Aim of the exercise ::
In the abstract on drug-resistant mycobacteria, what period of years did the study cover?

DOI: 10.1177/10766294261463589 ISSN: 1076-6294

Trends, Patterns, and Demographic Dynamics of Drug Resistance in Mycobacterium tuberculosis and Nontuberculous: A Multi-Year Analysis at the National Tuberculosis Reference Laboratory

Sahar Sadeghi Mofrad, Mohsen Maleknia, Parissa Farnia, Poopak Farnia, Jalaledin Ghanavi, Ali Akbar Velayati

Background and Objective:

Drug-resistant (DR) mycobacterial infections present escalating threats in Iran, where facility-specific transmission dynamics and demographic disparities remain poorly characterized. This study evaluated the epidemiology of DR Mycobacterium tuberculosis and pulmonary nontuberculous mycobacterial disease over a 9-year period (2016–2024).

Materials and Methods:

This retrospective study analyzed 21,700 molecular and culture-confirmed mycobacterial samples. Species identification used line probe assays and Xpert Mycobacterium tuberculosis /rifampin. Drug susceptibility testing followed World Health Organization standards. Statistical analyses identified associations between resistance patterns, hospital sections, gender, and specimen types.

Results:

MDR-TB prevalence surged from 0.35% (2017) to 3.27% (2022), peaking during pandemic disruptions. M. simiae dominated nontuberculous mycobacteria (NTM) resistance (55.63% of resistant isolates), with significant increases in 2024 (7.91%). Airborne infection isolation rooms (AIIRs) paradoxically harbored 18.22% of Multidrug-resistant tuberculosis (MDR-TB)isolates ( p < 0.0001), while pulmonary medicine units contained zoonotic M. bovis reservoirs (0.27% MDR prevalence). Male patients carried higher burdens of MDR-TB (26.01% vs. 12.45%, p = 0.005) and M. kansasii (2.05% vs. 0.53%, p = 0.012). Diagnostic challenges included 38.14% smear-negative M. abscessus and gastrointestinal NTMs ( M. genavense 66.66%). Sample type analysis revealed M. fortuitum in 25.0% of abscesses ( p < 0.05) and M. chelonae in 5.55% of synovial fluid (SF) specimens.

Conclusion:

Iran faces converging epidemics of MDR-TB and climate-adapted NTMs concentrated in hospital hotspots, with significant gender disparities. Precision interventions targeting AIIR protocols, water safety regulations, and gender-specific screening are urgently needed.

Recorded data
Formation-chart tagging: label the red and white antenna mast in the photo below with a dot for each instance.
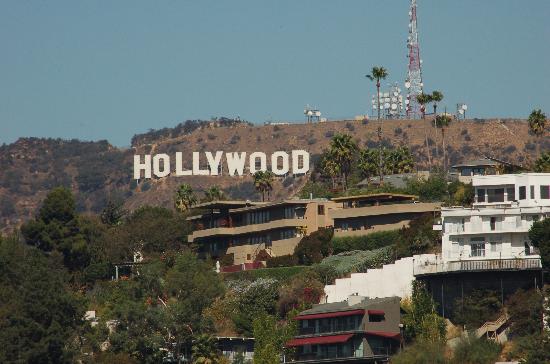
(413, 83)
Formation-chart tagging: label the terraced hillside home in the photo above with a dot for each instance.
(487, 245)
(358, 330)
(365, 214)
(244, 229)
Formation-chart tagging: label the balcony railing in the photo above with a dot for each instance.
(477, 265)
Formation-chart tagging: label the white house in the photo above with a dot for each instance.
(497, 225)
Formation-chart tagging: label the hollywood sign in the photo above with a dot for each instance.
(159, 165)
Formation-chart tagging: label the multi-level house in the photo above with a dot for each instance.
(358, 330)
(365, 214)
(244, 229)
(487, 245)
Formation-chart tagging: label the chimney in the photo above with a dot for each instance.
(355, 299)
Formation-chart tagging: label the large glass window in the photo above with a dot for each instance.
(495, 195)
(545, 192)
(511, 192)
(480, 195)
(522, 192)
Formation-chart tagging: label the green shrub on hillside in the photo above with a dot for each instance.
(366, 242)
(359, 260)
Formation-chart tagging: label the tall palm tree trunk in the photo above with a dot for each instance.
(444, 150)
(428, 149)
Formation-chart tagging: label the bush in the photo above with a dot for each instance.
(422, 352)
(314, 247)
(472, 350)
(358, 261)
(366, 242)
(329, 134)
(350, 126)
(283, 261)
(478, 307)
(418, 238)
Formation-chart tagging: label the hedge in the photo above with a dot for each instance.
(281, 273)
(359, 260)
(365, 242)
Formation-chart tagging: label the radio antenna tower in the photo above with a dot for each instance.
(413, 83)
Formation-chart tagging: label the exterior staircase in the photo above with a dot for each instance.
(495, 330)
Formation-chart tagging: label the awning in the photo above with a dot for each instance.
(330, 314)
(333, 339)
(376, 312)
(391, 335)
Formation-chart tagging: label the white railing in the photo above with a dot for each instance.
(476, 265)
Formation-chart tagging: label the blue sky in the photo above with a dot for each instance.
(110, 69)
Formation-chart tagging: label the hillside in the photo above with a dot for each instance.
(98, 171)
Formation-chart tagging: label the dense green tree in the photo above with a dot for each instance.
(263, 182)
(214, 193)
(542, 164)
(205, 349)
(39, 316)
(420, 321)
(471, 350)
(184, 198)
(418, 238)
(526, 312)
(270, 338)
(57, 228)
(537, 122)
(476, 308)
(314, 247)
(343, 149)
(113, 213)
(539, 234)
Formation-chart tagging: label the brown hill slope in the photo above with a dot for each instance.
(97, 171)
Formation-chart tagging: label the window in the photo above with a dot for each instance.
(545, 192)
(496, 195)
(480, 195)
(377, 318)
(466, 172)
(511, 191)
(478, 247)
(522, 193)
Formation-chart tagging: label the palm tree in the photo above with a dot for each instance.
(437, 96)
(443, 121)
(184, 198)
(423, 100)
(214, 193)
(330, 168)
(368, 163)
(263, 182)
(379, 73)
(342, 150)
(400, 160)
(542, 164)
(537, 122)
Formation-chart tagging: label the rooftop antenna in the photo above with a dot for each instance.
(413, 83)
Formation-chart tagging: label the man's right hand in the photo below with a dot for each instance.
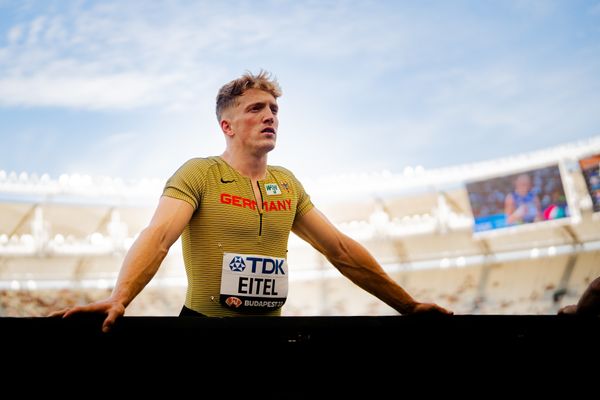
(112, 310)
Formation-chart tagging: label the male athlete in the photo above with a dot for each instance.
(235, 213)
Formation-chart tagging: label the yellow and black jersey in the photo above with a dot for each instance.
(235, 245)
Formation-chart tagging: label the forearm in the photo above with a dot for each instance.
(358, 265)
(589, 303)
(139, 266)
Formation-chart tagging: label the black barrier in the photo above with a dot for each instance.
(351, 352)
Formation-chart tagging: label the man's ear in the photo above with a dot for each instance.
(226, 127)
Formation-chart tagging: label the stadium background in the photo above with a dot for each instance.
(62, 241)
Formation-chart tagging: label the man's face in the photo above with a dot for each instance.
(253, 121)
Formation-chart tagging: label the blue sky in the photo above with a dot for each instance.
(127, 88)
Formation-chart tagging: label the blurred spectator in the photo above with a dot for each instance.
(589, 302)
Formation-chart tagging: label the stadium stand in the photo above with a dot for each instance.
(62, 241)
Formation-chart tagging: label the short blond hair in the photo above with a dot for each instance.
(228, 94)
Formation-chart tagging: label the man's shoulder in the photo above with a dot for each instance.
(279, 170)
(200, 163)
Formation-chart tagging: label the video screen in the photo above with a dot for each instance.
(523, 198)
(589, 168)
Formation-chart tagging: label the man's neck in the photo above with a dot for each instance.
(248, 165)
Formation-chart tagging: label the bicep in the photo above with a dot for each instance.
(317, 230)
(170, 218)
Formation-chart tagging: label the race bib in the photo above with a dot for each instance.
(253, 282)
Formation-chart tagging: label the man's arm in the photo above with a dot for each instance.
(142, 260)
(356, 263)
(589, 302)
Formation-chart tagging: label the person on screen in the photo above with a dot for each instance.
(235, 212)
(589, 302)
(522, 205)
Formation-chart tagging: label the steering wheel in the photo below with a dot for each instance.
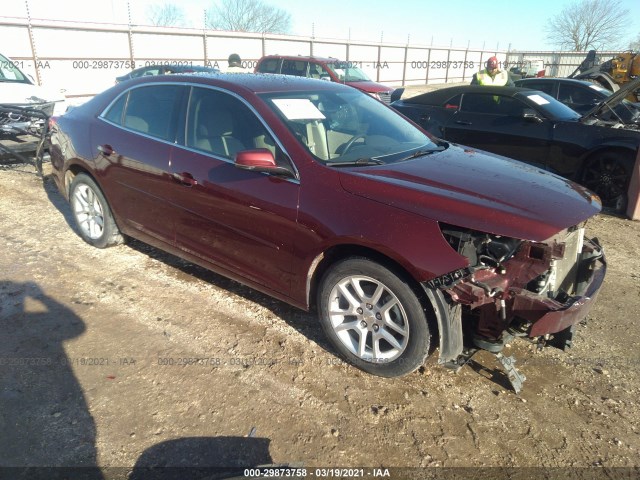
(350, 143)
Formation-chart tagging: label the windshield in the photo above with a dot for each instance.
(348, 127)
(551, 108)
(9, 72)
(347, 72)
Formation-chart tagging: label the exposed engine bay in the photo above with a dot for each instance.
(512, 287)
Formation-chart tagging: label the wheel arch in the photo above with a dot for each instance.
(71, 172)
(329, 257)
(619, 148)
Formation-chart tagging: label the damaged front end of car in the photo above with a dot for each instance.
(512, 287)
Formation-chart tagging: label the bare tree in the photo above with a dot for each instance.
(166, 15)
(589, 24)
(248, 16)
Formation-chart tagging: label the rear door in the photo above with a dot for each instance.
(133, 140)
(240, 220)
(496, 123)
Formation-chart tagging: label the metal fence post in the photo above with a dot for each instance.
(404, 66)
(32, 41)
(426, 79)
(446, 75)
(378, 65)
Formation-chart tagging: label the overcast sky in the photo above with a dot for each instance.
(498, 24)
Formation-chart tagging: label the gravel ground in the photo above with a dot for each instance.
(125, 356)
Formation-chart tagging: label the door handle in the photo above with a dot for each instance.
(185, 178)
(106, 149)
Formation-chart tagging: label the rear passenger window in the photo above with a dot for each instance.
(152, 110)
(114, 114)
(222, 125)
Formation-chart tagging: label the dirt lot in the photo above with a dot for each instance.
(97, 368)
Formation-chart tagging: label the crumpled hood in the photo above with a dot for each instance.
(14, 93)
(477, 190)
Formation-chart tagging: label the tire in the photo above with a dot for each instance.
(92, 214)
(373, 318)
(608, 175)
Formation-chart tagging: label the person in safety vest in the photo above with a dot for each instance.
(492, 75)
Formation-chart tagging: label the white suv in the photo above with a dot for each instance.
(19, 89)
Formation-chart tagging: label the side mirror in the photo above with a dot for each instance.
(260, 160)
(530, 115)
(396, 94)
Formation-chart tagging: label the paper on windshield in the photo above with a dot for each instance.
(298, 109)
(538, 99)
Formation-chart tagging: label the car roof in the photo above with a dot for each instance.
(438, 97)
(251, 82)
(554, 79)
(304, 57)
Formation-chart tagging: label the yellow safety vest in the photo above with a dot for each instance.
(501, 78)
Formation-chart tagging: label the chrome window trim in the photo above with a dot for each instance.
(102, 114)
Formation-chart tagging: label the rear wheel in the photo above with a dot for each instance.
(608, 175)
(373, 318)
(92, 214)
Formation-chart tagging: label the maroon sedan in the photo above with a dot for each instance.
(318, 194)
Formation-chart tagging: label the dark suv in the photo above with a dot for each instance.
(327, 69)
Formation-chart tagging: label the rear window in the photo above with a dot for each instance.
(546, 87)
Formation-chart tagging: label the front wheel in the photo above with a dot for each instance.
(373, 318)
(92, 214)
(608, 175)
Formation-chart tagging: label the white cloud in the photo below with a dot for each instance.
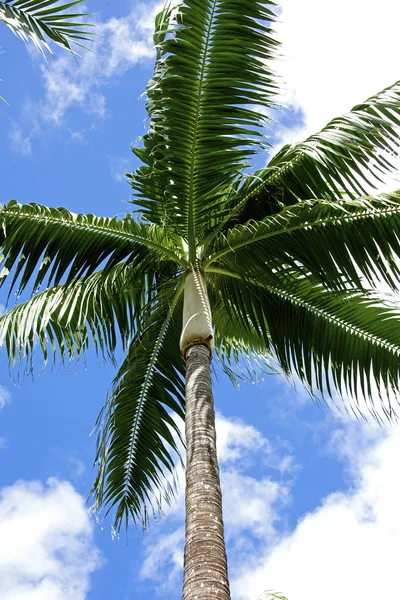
(20, 142)
(336, 55)
(69, 82)
(5, 397)
(349, 546)
(249, 505)
(46, 542)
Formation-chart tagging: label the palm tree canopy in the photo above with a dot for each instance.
(44, 21)
(290, 252)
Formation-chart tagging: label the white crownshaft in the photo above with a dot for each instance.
(197, 323)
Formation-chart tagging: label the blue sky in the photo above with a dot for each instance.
(310, 497)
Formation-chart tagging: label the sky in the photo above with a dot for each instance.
(310, 496)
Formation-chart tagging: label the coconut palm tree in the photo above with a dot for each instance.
(44, 21)
(276, 265)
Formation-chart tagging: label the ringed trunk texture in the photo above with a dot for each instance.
(205, 564)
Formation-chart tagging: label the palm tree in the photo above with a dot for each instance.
(275, 265)
(44, 21)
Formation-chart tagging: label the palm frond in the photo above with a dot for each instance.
(210, 80)
(337, 242)
(346, 342)
(42, 243)
(44, 21)
(102, 308)
(137, 432)
(349, 156)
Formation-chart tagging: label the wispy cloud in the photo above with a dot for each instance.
(46, 542)
(348, 546)
(329, 63)
(77, 82)
(20, 143)
(249, 504)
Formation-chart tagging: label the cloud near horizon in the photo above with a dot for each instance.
(46, 542)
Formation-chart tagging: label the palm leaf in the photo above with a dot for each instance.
(350, 155)
(136, 443)
(50, 244)
(337, 242)
(211, 78)
(102, 307)
(42, 21)
(345, 341)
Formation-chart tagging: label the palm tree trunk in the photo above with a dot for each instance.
(205, 564)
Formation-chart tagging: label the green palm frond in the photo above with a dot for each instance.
(335, 241)
(210, 80)
(42, 243)
(351, 154)
(44, 21)
(138, 435)
(348, 342)
(102, 307)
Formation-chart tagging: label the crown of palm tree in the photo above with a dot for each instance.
(289, 252)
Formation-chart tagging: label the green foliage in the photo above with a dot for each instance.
(44, 21)
(290, 253)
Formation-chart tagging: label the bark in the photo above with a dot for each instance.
(205, 564)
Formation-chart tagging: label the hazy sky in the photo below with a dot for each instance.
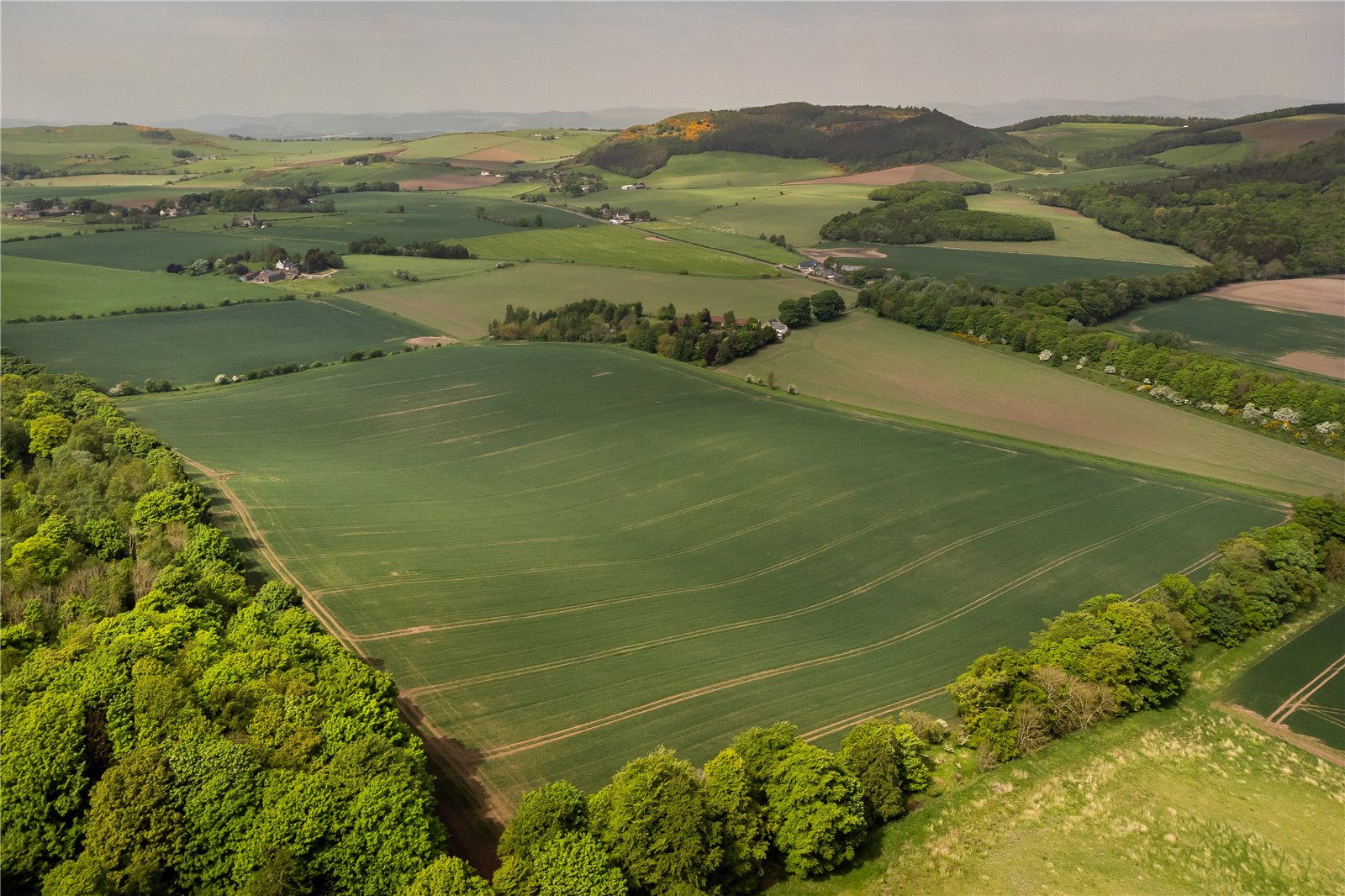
(155, 61)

Answer to this problem ::
A 9-year period, 2016–2024.